— start INFORMATION PROVIDED —

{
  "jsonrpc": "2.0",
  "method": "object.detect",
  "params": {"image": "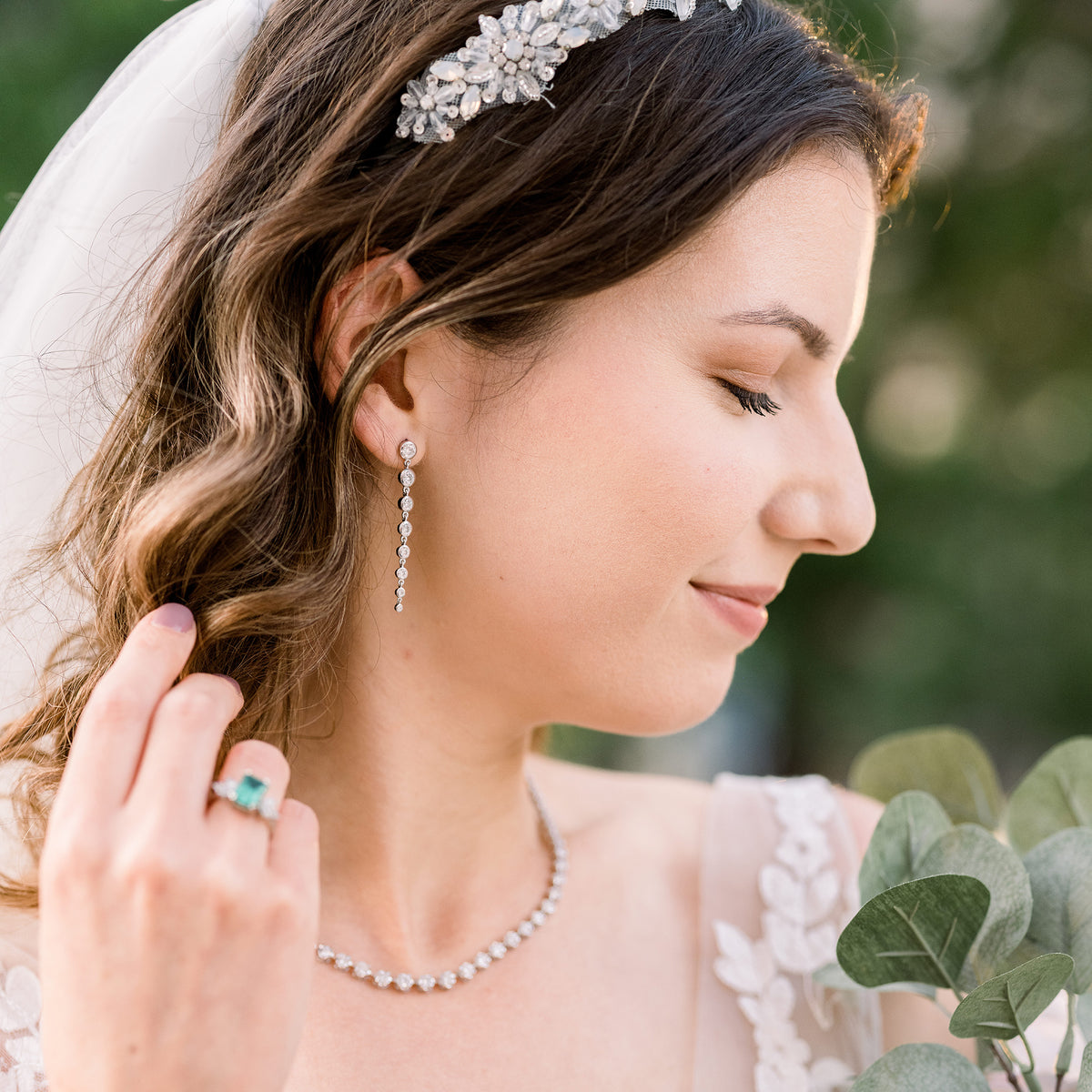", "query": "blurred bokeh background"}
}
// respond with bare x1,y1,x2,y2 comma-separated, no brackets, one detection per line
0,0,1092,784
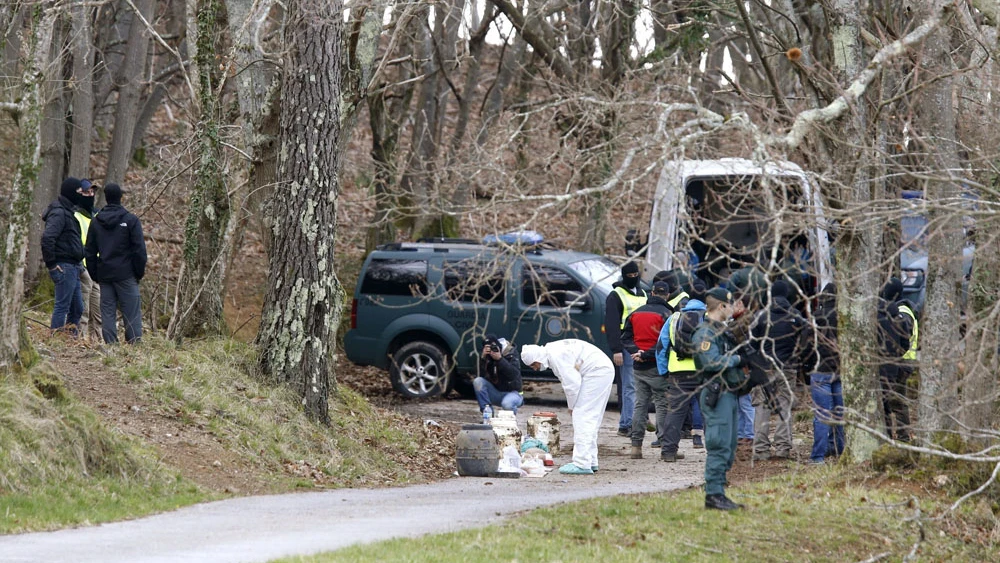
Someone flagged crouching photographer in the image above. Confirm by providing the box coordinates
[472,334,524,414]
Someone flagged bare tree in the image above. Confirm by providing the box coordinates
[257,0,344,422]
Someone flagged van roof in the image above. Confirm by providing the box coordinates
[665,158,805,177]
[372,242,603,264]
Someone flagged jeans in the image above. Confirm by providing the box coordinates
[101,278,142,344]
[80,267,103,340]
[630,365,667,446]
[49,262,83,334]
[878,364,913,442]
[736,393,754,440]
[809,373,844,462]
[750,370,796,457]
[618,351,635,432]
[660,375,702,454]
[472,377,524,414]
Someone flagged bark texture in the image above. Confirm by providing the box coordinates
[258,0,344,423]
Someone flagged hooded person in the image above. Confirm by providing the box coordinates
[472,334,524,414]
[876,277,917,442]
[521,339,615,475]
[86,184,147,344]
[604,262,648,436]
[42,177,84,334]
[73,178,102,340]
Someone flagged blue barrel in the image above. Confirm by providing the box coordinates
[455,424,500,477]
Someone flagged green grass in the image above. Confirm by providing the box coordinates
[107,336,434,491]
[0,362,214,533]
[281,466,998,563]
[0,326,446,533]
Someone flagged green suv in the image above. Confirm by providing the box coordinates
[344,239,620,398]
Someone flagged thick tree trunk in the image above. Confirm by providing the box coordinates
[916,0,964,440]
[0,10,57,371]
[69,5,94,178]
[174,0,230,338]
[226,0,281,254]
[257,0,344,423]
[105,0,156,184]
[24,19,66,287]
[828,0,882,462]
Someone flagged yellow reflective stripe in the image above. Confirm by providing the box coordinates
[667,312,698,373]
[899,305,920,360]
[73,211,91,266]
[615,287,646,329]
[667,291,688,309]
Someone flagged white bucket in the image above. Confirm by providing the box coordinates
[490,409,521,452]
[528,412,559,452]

— end INFORMATION PROVIDED —

WRITTEN EXERCISE
In the rows above, change "thick tree trunk" to "wide tree trunk" in the lines from the one containing "Someone flagged thick" through the one containing "[828,0,882,462]", inclusive, and give back only those lines with nothing else altered.

TASK RESPONSE
Someone flagged wide tree trunk in the image above. Confirm by providing the box coordinates
[916,0,964,440]
[0,10,57,371]
[69,5,94,178]
[174,0,230,338]
[226,0,281,254]
[257,0,344,423]
[105,0,156,184]
[24,19,66,287]
[828,0,882,462]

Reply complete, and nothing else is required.